*** MATERIAL FOR THIS TASK ***
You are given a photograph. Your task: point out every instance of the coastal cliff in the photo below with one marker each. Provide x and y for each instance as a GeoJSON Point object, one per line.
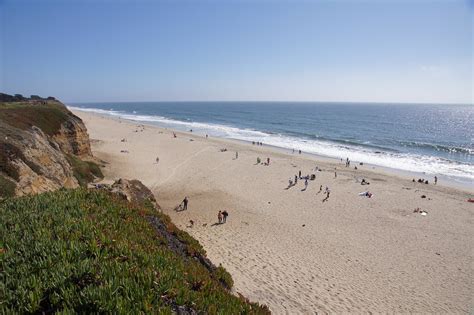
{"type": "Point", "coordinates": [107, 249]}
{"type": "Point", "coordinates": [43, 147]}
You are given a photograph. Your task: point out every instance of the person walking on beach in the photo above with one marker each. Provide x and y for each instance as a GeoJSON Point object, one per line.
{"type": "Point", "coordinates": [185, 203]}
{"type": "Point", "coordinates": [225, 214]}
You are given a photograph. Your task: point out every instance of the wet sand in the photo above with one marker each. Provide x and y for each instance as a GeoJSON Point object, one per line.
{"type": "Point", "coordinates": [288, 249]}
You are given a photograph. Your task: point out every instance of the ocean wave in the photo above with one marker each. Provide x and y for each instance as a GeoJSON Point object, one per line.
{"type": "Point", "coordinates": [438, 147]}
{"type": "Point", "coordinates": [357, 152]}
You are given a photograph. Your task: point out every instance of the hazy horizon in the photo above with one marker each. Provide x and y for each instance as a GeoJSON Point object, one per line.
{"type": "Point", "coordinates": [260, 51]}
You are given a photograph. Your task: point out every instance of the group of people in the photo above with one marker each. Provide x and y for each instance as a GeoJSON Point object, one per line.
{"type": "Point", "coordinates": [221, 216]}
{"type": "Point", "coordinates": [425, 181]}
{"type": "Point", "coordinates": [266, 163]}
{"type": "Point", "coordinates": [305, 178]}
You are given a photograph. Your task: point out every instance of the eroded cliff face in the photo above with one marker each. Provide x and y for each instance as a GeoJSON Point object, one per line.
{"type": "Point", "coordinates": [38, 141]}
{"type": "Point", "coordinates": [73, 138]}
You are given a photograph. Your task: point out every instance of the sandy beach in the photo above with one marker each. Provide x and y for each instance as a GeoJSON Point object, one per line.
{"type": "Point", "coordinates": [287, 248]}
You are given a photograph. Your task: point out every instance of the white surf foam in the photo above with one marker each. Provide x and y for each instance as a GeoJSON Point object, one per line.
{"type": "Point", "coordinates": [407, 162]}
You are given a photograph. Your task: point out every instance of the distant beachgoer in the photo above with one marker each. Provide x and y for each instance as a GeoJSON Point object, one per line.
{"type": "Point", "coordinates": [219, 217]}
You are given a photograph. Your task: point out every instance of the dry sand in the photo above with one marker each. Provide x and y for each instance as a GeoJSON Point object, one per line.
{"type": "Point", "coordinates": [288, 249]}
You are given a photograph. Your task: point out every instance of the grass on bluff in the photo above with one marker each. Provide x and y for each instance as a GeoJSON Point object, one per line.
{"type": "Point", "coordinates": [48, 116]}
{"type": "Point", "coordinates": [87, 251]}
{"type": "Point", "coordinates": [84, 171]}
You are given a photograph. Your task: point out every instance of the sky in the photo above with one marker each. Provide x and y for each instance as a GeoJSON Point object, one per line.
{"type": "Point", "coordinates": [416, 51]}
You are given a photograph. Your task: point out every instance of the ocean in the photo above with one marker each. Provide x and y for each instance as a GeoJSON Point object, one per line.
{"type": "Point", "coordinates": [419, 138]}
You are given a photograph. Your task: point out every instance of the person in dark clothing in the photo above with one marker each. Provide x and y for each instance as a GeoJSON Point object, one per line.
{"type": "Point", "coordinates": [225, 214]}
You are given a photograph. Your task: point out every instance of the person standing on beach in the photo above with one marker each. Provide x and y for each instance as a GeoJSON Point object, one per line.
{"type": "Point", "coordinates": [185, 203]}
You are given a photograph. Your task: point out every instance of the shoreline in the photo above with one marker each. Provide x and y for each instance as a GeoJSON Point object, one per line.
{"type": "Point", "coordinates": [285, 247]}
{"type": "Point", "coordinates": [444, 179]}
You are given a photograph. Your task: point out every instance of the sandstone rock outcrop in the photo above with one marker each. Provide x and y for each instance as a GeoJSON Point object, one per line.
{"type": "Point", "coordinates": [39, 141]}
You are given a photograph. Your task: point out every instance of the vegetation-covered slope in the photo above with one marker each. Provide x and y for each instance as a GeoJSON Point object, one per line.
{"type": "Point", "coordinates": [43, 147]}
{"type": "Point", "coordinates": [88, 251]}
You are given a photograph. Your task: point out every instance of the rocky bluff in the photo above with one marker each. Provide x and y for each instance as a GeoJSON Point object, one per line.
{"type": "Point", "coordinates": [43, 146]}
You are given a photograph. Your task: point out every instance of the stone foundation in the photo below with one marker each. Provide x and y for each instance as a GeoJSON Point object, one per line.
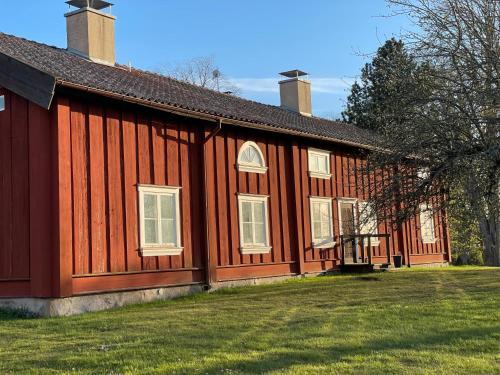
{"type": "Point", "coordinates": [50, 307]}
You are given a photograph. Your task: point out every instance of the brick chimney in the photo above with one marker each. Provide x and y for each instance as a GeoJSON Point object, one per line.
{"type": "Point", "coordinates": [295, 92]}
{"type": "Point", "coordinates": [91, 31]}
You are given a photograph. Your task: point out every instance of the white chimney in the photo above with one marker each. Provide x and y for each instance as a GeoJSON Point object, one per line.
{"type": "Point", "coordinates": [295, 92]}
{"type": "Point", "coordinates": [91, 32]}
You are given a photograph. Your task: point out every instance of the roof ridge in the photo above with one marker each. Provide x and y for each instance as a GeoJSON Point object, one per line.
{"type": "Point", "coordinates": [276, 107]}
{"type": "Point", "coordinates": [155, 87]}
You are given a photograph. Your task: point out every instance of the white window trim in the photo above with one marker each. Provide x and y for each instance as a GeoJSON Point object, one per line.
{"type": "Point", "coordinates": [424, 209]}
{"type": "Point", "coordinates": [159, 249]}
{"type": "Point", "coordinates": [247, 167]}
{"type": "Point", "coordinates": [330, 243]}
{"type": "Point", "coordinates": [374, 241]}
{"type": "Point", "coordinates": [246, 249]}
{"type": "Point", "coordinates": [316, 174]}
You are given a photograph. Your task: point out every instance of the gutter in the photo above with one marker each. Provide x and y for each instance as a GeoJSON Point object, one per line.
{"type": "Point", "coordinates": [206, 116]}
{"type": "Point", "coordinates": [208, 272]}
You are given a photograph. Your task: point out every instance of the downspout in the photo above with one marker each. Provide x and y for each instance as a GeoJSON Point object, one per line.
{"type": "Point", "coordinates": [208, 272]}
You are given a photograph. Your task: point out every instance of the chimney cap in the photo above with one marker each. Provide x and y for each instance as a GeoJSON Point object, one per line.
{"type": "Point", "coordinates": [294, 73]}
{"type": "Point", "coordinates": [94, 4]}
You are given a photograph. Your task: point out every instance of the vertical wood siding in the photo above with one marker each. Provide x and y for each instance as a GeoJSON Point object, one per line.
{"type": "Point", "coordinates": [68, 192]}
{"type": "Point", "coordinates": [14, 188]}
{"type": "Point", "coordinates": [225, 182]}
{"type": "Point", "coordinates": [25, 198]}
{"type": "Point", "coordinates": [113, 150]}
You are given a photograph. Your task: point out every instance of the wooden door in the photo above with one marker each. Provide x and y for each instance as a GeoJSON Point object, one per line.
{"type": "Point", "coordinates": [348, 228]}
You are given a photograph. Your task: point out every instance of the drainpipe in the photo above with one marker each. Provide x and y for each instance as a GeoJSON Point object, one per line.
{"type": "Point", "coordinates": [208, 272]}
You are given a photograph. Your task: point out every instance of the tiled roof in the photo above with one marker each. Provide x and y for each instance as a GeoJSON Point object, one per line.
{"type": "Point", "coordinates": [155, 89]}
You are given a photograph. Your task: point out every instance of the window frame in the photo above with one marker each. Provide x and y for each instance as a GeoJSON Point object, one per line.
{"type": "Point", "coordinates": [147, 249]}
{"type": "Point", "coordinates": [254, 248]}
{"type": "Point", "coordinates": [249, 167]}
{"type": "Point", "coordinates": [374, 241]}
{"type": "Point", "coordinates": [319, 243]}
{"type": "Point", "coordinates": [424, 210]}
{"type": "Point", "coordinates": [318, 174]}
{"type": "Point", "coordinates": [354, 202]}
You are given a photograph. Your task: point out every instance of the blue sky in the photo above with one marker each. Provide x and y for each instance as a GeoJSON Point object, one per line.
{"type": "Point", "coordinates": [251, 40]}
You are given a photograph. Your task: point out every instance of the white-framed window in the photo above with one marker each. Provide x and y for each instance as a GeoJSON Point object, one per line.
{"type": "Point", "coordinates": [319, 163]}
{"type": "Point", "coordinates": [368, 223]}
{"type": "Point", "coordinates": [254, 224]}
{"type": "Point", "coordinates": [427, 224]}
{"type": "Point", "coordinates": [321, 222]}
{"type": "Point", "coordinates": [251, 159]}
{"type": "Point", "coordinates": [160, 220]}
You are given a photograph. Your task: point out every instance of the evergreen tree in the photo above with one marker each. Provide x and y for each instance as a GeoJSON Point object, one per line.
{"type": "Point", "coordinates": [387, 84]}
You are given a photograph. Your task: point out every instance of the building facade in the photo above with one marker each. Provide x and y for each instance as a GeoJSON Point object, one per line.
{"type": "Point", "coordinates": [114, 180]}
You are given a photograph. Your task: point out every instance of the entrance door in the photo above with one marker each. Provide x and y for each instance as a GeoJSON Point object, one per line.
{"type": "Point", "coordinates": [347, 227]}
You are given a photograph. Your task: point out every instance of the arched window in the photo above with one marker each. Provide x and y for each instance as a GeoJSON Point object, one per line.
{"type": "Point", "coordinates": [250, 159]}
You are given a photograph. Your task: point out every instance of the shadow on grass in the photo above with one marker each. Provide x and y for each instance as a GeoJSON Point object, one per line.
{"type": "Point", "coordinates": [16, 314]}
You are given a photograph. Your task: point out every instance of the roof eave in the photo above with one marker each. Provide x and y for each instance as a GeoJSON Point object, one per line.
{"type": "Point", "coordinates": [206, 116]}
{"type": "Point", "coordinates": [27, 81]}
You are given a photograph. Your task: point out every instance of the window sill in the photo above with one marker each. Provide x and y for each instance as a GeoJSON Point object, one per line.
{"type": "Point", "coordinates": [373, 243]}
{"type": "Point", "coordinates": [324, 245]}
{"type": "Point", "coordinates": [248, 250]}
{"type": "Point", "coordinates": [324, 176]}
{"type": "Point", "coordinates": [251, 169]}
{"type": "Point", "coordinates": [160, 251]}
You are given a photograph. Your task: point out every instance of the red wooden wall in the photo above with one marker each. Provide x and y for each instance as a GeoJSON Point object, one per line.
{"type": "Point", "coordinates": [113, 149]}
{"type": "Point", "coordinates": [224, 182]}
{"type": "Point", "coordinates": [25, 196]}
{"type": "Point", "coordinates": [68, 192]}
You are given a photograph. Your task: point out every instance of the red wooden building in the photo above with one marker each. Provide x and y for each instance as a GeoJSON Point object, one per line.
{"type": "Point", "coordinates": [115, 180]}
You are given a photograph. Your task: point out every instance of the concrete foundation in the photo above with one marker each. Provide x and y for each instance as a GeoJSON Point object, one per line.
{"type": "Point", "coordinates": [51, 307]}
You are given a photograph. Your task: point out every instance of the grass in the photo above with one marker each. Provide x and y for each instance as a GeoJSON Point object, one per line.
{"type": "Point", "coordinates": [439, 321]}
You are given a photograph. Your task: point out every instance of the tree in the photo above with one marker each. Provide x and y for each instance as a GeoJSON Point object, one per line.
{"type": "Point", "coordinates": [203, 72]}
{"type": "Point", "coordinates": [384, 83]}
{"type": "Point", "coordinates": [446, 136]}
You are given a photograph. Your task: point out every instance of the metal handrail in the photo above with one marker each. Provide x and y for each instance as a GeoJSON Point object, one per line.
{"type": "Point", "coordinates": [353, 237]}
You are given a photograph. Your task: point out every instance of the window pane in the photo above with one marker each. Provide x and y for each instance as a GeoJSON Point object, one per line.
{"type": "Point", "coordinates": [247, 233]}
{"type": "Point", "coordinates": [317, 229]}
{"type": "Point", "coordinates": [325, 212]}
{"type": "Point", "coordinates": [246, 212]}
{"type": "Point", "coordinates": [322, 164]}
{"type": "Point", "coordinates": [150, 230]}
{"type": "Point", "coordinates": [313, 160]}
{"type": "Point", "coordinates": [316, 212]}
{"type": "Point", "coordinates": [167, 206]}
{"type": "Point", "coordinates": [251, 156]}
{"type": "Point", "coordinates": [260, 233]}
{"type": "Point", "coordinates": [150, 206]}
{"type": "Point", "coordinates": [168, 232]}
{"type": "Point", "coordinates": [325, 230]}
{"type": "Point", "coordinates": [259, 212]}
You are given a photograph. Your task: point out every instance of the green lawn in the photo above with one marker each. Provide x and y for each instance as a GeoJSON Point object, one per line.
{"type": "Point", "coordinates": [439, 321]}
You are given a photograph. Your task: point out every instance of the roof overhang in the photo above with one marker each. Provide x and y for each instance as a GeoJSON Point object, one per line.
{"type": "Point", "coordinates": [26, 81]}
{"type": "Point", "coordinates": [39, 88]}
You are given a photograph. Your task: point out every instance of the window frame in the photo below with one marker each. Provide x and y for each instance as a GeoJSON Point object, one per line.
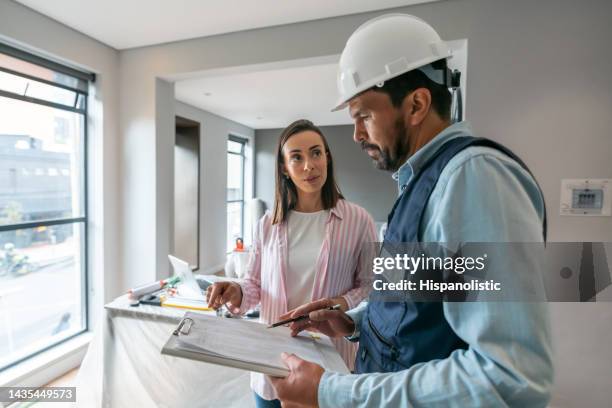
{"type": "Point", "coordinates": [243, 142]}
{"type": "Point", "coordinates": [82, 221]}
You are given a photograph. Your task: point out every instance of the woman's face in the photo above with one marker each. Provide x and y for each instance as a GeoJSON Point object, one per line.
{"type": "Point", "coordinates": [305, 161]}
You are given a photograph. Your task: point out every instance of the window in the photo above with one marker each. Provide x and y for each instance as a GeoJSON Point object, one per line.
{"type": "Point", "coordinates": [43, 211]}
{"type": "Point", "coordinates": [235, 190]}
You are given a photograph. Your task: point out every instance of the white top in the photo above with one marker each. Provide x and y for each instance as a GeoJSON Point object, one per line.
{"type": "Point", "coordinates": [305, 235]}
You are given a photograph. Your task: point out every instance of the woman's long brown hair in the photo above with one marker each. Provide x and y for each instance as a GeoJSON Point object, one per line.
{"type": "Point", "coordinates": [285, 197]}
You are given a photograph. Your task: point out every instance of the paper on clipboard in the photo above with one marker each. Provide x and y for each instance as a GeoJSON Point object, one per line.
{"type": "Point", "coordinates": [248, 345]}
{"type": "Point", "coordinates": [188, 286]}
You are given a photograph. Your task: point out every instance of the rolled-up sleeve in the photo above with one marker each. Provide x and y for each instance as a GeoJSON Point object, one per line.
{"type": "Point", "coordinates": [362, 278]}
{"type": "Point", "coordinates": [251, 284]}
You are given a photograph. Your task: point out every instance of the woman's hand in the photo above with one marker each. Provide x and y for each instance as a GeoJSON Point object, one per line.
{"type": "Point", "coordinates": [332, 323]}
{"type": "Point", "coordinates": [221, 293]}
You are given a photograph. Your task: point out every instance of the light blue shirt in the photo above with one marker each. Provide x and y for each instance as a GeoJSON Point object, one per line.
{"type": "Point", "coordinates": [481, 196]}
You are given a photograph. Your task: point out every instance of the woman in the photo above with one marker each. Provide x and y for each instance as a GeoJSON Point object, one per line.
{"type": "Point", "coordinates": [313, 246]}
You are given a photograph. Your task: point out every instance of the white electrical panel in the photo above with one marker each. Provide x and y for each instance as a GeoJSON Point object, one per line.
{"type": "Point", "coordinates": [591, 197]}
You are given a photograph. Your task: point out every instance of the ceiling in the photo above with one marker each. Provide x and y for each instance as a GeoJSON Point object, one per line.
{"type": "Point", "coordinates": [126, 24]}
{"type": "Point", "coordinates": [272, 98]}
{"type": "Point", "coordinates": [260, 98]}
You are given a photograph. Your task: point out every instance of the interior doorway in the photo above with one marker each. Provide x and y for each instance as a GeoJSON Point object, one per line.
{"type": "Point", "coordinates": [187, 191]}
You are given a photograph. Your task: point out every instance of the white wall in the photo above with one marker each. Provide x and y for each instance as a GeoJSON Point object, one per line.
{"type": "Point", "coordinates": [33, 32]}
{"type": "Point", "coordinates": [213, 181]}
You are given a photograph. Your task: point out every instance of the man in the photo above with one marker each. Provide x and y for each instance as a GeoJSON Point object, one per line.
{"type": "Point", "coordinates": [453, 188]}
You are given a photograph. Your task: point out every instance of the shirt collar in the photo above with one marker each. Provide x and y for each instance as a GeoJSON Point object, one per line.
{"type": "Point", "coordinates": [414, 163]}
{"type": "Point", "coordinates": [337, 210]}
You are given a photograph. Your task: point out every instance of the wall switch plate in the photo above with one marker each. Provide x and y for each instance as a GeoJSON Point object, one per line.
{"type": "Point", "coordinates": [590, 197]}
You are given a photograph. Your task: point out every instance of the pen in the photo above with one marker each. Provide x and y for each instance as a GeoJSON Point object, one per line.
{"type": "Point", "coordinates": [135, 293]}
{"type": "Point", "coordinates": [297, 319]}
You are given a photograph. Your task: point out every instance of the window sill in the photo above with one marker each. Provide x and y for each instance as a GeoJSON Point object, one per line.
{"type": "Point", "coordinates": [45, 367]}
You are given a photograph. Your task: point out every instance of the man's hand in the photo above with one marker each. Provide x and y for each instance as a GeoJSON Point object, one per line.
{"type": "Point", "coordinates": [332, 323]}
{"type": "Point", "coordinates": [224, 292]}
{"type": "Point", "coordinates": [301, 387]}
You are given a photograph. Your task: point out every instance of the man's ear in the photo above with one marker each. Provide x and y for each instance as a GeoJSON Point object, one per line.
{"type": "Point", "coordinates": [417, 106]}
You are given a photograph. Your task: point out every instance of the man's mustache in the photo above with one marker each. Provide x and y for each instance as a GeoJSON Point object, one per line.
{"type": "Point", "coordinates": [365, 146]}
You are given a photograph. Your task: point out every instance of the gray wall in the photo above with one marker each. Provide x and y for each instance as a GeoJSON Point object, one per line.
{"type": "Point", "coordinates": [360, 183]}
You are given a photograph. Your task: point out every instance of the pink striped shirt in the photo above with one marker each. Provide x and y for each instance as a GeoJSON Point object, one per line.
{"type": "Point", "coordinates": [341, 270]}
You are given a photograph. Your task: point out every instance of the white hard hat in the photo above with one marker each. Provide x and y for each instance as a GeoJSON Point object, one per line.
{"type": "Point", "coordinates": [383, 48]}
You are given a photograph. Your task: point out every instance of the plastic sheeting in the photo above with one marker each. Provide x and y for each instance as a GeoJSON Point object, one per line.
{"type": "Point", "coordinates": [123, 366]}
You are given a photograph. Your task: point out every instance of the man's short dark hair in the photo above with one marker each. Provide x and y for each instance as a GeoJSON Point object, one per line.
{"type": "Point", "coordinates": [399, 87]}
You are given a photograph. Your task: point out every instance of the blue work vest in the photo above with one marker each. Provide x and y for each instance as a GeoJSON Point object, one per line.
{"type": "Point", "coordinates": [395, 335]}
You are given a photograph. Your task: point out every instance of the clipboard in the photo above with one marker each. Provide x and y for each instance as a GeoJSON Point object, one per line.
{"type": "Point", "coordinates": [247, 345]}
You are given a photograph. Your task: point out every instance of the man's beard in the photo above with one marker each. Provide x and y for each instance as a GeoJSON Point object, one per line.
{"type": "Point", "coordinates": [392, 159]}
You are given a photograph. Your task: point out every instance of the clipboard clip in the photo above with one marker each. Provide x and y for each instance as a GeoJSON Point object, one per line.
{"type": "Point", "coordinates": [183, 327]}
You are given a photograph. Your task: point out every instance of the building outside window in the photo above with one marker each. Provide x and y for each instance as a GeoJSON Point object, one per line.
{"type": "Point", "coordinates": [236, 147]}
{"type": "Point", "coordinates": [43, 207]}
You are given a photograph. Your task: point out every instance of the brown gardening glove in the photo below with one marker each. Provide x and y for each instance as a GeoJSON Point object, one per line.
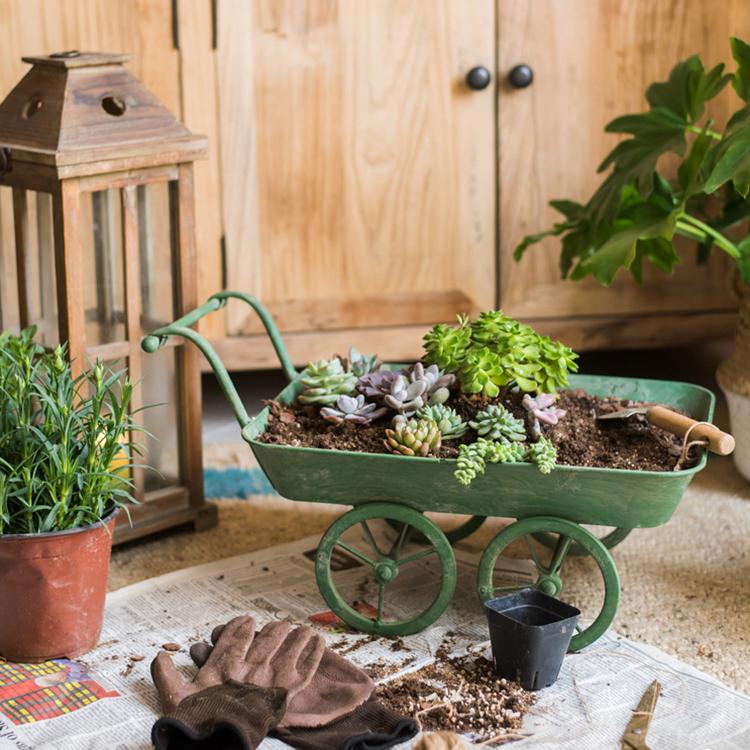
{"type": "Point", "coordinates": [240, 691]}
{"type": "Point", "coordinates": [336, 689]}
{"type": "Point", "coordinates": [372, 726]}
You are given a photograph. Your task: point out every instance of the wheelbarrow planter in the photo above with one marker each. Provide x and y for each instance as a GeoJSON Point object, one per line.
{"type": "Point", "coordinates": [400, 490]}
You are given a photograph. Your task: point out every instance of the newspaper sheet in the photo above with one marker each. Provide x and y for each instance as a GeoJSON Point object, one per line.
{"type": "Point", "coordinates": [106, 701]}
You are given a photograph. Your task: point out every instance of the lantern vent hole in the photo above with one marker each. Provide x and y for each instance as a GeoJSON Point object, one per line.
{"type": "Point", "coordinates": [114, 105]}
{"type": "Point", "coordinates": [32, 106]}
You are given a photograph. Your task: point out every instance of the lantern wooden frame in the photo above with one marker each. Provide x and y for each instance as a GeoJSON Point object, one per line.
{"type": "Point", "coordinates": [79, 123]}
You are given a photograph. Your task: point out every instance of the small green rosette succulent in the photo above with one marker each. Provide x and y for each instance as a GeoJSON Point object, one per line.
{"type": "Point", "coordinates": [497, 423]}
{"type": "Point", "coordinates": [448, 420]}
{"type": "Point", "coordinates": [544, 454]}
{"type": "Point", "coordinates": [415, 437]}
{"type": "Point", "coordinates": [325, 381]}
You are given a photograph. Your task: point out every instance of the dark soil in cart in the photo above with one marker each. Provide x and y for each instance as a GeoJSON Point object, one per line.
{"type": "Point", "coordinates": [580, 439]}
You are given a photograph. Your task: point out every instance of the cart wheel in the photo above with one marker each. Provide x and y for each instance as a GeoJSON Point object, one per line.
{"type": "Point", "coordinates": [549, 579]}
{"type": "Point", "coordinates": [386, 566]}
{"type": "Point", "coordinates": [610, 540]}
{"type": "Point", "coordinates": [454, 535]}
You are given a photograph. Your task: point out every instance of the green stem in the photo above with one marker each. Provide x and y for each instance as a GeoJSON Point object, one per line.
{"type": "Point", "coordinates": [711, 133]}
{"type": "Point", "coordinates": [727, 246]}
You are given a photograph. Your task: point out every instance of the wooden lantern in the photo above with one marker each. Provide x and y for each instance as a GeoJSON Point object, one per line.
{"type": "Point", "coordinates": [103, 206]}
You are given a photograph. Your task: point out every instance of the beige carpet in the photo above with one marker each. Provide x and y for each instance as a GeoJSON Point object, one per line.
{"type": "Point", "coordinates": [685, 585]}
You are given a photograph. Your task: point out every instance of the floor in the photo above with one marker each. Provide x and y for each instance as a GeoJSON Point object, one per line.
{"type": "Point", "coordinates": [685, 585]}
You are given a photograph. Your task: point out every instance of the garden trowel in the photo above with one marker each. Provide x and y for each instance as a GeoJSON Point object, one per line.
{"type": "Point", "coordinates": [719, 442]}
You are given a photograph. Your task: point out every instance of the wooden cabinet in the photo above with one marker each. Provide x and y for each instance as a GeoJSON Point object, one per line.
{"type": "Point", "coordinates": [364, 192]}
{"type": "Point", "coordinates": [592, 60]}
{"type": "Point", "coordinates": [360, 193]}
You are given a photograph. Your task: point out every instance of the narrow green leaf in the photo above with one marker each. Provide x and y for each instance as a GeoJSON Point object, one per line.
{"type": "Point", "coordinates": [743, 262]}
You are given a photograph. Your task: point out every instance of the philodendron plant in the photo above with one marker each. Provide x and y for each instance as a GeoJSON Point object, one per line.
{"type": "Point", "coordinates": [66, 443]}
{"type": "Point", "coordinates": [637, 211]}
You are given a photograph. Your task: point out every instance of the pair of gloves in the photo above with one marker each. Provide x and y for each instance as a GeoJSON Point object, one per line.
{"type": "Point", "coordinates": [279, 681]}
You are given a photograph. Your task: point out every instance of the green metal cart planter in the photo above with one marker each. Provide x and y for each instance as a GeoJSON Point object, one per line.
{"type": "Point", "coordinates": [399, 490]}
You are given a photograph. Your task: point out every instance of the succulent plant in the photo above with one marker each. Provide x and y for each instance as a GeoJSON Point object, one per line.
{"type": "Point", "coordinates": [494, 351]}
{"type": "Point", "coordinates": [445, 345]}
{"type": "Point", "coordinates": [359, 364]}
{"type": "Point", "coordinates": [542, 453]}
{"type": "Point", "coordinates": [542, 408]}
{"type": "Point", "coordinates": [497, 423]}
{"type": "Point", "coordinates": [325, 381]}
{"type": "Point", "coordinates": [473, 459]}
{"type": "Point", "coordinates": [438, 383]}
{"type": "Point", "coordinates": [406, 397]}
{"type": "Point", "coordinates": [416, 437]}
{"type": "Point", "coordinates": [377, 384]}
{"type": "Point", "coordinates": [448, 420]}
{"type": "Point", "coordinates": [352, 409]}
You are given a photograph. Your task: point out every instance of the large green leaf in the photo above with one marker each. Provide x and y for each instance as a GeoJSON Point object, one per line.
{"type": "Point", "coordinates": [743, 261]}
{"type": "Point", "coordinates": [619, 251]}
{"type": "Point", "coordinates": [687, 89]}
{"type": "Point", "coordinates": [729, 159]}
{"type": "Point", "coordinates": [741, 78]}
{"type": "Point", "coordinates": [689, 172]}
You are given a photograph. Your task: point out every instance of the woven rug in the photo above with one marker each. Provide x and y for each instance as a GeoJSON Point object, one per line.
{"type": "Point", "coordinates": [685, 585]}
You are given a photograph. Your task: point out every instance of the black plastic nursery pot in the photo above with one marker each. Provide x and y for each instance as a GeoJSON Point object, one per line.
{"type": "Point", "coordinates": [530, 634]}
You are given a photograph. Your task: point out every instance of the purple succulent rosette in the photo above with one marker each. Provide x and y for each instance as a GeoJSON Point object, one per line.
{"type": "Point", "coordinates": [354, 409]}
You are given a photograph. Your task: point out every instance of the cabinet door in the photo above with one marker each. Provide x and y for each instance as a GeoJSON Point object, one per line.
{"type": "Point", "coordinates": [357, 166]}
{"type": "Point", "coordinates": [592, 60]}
*** End of MATERIAL FOR THIS TASK ***
**WORK ITEM**
Your answer must consist only of the lines from the one with "of the large" through the final line of the entries, each retyped exactly.

**RESULT BELOW**
You are given a photograph. Your task: point out every instance of the large green leaf in the photo above with one marker each. Provide x and y for each instance as a GeoJSON Point object, one per line.
{"type": "Point", "coordinates": [743, 261]}
{"type": "Point", "coordinates": [619, 251]}
{"type": "Point", "coordinates": [687, 89]}
{"type": "Point", "coordinates": [729, 159]}
{"type": "Point", "coordinates": [741, 78]}
{"type": "Point", "coordinates": [689, 172]}
You are given a photograph. Your task: point out every instance of the woven rug in the photo above with one marker each. Provide x and y for each instance as a GeoJSON Point object, one per line.
{"type": "Point", "coordinates": [685, 585]}
You are given a photograph. Your task: point out every instance of the black plastic nursery pot in the photo above with one marker each. Provide x and y for each instance as a GeoJSON Point object, one per line.
{"type": "Point", "coordinates": [530, 634]}
You are given a photograph. Your task: point out every instance of the purple succulent rosette in the photo above with one marker each. Provide x and y for each instance as a GeoJSON Point object, one per line.
{"type": "Point", "coordinates": [354, 409]}
You are given a photograph. Your task: point out every instance of the cabinet door in the photo above with one marker each. Provide x and y for each instance as a GeoJSON Point object, one per line.
{"type": "Point", "coordinates": [357, 166]}
{"type": "Point", "coordinates": [592, 60]}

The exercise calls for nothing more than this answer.